**WHAT YOU SHOULD DO:**
Set down each record exactly. Omit the pictures.

─── DATA EXTRACT

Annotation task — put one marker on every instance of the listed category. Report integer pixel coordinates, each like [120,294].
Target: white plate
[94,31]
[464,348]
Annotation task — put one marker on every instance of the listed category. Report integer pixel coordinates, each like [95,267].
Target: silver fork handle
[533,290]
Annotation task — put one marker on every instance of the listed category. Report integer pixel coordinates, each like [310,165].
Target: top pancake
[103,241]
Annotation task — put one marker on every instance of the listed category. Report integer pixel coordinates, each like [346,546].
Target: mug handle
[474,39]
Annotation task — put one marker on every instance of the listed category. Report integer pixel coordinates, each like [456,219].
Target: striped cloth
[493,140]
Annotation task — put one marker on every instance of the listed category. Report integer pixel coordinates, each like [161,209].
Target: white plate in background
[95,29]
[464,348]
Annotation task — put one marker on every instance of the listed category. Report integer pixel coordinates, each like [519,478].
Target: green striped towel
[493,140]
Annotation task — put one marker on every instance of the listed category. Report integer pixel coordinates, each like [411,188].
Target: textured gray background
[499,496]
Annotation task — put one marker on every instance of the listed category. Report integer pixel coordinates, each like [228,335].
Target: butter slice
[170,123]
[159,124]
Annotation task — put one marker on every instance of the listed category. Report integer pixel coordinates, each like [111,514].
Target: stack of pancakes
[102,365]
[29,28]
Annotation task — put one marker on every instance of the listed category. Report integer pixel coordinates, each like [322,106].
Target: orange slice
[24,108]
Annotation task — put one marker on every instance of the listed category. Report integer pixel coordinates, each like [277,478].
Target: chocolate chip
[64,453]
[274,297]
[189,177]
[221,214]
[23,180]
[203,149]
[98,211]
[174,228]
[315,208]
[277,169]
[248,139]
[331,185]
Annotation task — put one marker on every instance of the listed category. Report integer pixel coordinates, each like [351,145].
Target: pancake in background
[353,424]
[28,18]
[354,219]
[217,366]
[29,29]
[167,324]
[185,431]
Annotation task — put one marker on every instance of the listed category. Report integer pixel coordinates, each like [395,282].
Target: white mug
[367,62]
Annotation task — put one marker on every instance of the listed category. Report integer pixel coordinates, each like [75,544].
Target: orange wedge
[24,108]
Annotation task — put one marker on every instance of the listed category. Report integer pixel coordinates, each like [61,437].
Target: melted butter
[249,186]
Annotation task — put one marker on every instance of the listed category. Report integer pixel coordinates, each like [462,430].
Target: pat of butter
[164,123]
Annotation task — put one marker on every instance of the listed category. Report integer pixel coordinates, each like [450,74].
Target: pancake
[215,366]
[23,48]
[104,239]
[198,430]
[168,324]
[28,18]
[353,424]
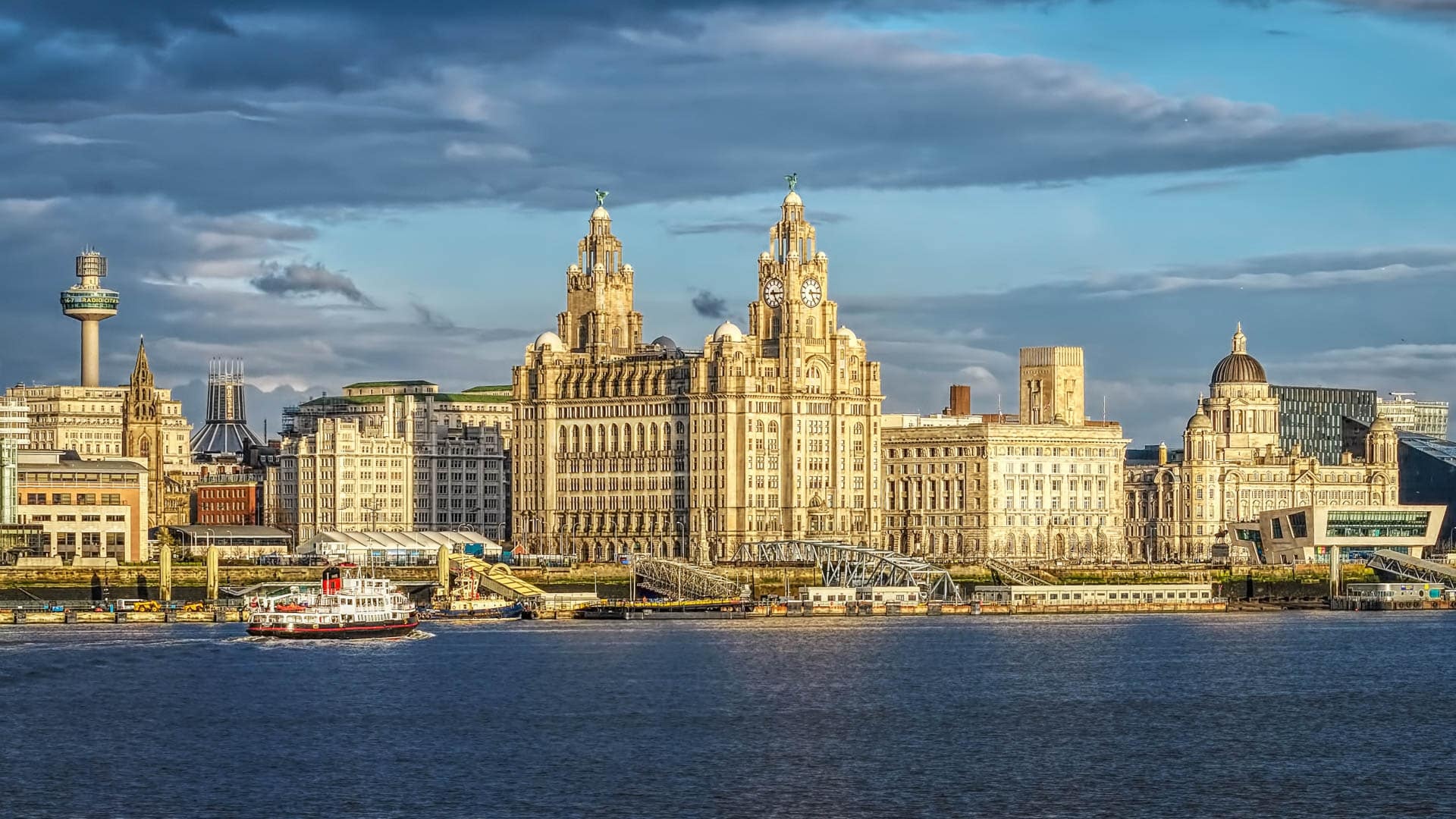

──────

**THE COMPLETED TASK:**
Annotation task — put one marker on every instance of the listed category. Report integer pixel coordinates, each like [120,294].
Target: white plate
[94,31]
[464,348]
Annotation task — put one marker on every instance of the listed category. Report integer pixel coordinates, each like [95,267].
Target: silver fork handle
[533,290]
Annotation task — put one marker on every instance of the listed category. Report integer pixel coordinates, each like [310,165].
Target: top pancake
[103,241]
Annotation task — put one marker on every instance of the listed category. Report integer pixel coordinates, each like [346,546].
Target: mug handle
[474,39]
Annotation task — put one marker on every instance of the listed category. Report integer pixel coordinates, each like [456,219].
Target: striped cloth
[493,140]
Annotation task — put one marker on every instance of the listed category. Report integer pixel coordinates, each like [161,209].
Target: white plate in background
[95,29]
[464,348]
Annotation task — put one marker on every instance of the listed category. Report integer pixel coordinates, each like [519,478].
Target: green striped towel
[493,140]
Annotation task — put one marker on every instance of the listed category. Report integer pixel coordinates, each like [411,188].
Target: textured gray background
[499,496]
Annotation task — put one marker on every instance of the listed category. Report integer pixel coordinates, each like [228,335].
Target: butter slice
[170,123]
[159,124]
Annotation task — put one marker on every instance of the listed category. Report integer pixel coordinates, each like [111,514].
Target: stack of pancakes
[102,365]
[29,28]
Annotation task — put one marker on every instance of the listed category. Report integer pixel coordinates, each like [322,106].
Target: orange slice
[24,108]
Annotation task — put one marker on every instance of the listed category. Report integer pixel coordinates, each like [277,478].
Target: chocolate chip
[64,453]
[274,297]
[189,177]
[221,214]
[23,180]
[203,149]
[98,211]
[174,228]
[315,208]
[277,169]
[248,139]
[331,185]
Annotation task — put one marker on every instance of the listed category. Report integer pixel coordinates, each like [351,145].
Target: pancake in background
[353,424]
[28,18]
[354,219]
[217,366]
[29,29]
[167,324]
[185,431]
Annotation task — put one marker on every instance of the listed category. Report integer pixel coordinates, each like [395,282].
Target: white mug
[367,62]
Annotation task — put one marker on every instance of the listed category. Report integer pixel coordinates, each like [75,544].
Target: orange wedge
[24,108]
Annotation task — put one marker on every instance of the listed category. Report integer pixel coordinates, each like [61,437].
Target: melted butter
[249,186]
Annotation task — put one marker on every instance of the listed category. Report integer pixel coordinates, each like [462,430].
Target: pat of butter
[164,123]
Annotation task — put one marker on every instance of the listed category. Report integer pixel coordinates, each like [450,74].
Target: pancake
[215,366]
[23,48]
[104,239]
[198,430]
[168,324]
[28,18]
[353,424]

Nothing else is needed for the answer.